▸ **Liste des tâches**:
(1) Répondez à ces questions d'après l'article sur l'accueil des victimes de torture en France :
(a) Combien de victimes de torture le Centre Primo Levi reçoit-il chaque année ?
(b) Combien de centres de soins spécialisés le rapport recense-t-il en France ?
(c) En 2010, combien y avait-il de places en centre d'accueil (Cada) et de demandes d'asile enregistrées ?
(2) D'après l'article sur l'accueil des victimes de torture en France, pourquoi les centres de soins seraient-ils tous saturés ?
(3) Poursuivez l'article sur l'accueil des victimes de torture en France à partir de sa dernière phrase.

▸ **Texte fourni**:
La France accueille mal les victimes de torture, d'où qu'elles viennent dans le monde. C'est en substance ce que constate le Centre Primo Levi, spécialiste en la matière. Dans un rapport publié jeudi, l'association relève en effet que les personnes "victimes de violences et de torture dans leur pays d'origine", qui sont réfugiées en France, ne sont pas "suffisamment prises en charge par les structures de soins".

En France, au moins 50.000 réfugiés devraient bénéficier de soins pour avoir "connu des tortures par le passé", indiquent les auteurs de ce livre blanc, intitulé "Soigner les victimes de tortures exilées en France". Le Centre Primo Levi en reçoit par exemple 300 chaque année, dont 65 % en provenance d’Afrique subsaharienne : République démocratique du Congo, Guinée, Angola… Les autres viennent surtout du Moyen-Orient (Turquie, Irak, Afghanistan) ou de l’ancienne URSS (Tchétchénie, Russie, Ouzbékistan,..), précise le journal La Croix

"21.000 places pour 52.000 demandes"

Or, selon le rapport, il n'existe en France que cinq centres de soins spécialisés. Et cinq autres qui accueillent plus largement des réfugiés. Ils seraient tous "saturés" à force d'"accueillir, soigner et accompagner plusieurs centaines de milliers de personnes", soulignent les auteurs.

"C’est évidemment très bien qu’un pays comme la France dénonce régulièrement les actes de torture ou les exactions commises un peu partout dans le monde. Mais il faudrait aussi qu’on s’interroge collectivement sur l’accueil que nous réservons ensuite à toutes les victimes qui ont réussi à fuir ces violences", prévient Éléonore Morel, directrice générale du Centre Primo Levi, interrogée par La Croix.

Et outre le côté médical, le rapport s'inquiète que les réfugiés souffrent d'un "hébergement insuffisant" : selon lui, il y avait, en 2010, 21.410 places en centre d'accueil (Cada) pour 52.762 demandes d'asiles enregistrées.

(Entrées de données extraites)
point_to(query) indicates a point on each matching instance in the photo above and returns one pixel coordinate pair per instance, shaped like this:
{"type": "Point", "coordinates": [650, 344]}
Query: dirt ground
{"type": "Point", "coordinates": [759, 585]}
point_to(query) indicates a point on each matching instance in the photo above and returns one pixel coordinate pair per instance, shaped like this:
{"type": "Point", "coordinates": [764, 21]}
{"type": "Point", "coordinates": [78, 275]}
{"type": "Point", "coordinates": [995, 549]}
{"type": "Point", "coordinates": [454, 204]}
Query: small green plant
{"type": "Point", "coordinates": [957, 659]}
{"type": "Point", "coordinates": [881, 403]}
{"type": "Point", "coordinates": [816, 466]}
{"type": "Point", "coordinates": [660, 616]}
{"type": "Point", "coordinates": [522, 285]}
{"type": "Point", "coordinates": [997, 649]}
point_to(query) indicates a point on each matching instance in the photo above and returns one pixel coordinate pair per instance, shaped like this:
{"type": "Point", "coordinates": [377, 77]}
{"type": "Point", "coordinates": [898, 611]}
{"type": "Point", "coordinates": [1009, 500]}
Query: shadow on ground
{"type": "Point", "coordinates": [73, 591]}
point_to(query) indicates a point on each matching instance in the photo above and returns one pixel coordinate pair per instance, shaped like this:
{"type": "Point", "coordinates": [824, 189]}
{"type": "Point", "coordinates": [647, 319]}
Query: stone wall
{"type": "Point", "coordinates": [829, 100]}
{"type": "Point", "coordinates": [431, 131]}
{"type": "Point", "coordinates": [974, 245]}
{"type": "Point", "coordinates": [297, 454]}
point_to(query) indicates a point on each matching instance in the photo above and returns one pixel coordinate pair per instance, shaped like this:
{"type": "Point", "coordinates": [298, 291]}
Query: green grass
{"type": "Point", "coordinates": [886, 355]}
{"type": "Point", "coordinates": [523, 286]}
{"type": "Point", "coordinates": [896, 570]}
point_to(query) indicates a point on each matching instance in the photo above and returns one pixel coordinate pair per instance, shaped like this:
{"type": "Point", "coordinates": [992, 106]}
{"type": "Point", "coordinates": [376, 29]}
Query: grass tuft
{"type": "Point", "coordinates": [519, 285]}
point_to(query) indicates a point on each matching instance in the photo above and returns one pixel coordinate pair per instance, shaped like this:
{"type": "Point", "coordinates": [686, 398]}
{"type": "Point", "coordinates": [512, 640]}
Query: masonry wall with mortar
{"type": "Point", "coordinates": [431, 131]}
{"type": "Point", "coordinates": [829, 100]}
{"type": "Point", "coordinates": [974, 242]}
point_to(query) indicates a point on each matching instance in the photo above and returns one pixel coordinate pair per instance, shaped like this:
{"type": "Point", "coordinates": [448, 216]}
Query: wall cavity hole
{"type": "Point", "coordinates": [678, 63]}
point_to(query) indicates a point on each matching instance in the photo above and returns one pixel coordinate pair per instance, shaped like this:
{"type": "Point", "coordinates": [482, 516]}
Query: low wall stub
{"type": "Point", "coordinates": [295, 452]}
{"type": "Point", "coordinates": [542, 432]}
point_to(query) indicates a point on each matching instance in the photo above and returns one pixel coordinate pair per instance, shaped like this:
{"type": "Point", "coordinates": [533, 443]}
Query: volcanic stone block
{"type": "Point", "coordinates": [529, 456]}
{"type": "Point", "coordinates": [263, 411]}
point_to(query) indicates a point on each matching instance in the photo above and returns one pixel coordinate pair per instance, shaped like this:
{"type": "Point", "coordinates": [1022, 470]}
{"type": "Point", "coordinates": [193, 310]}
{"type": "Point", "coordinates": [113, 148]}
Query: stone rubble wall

▸ **Résultats des tâches**:
(1)
(a) 300 par an.
(b) Cinq.
(c) 21.410 places pour 52.762 demandes d'asile.

(2) Selon les auteurs du rapport, ces centres seraient saturés parce qu'ils doivent accueillir, soigner et accompagner plusieurs centaines de milliers de personnes.

(3)
"L'UE suspend ses subventions en 2013"

De fait, "la plupart des demandeurs d'asile sont sans domicile fixe, déplacés d'hébergements précaires en logements surpeuplés, ou logés en hôtel pour une durée indéterminée", regrettent ses auteurs, qui se demandent "comment instaurer et maintenir un accompagnement thérapeutique de qualité dans ces conditions".

"Il y a certains enfants qui n’arrivent pas être scolarisés. Nous avons aussi des patients qui n’ont pas de quoi manger au quotidien",  renchérit Olivier Jegou, assistant social au Centre Primo-Levi, contacté par La Croix. 

Et la situation risque de ne pas s'améliorer. Car l'Union européenne, qui finance un tiers du 1,5 million d'euros du budget du Centre Primo Levi, association en charge d'un centre de soin à Paris et de former des autres centres, veut suspendre ses subventions en 2013. "L'Union estime que c’est aux États membres de prendre en charge ces personnes", explique Eléonore Morel.

"Pas les moyens de se déplacer"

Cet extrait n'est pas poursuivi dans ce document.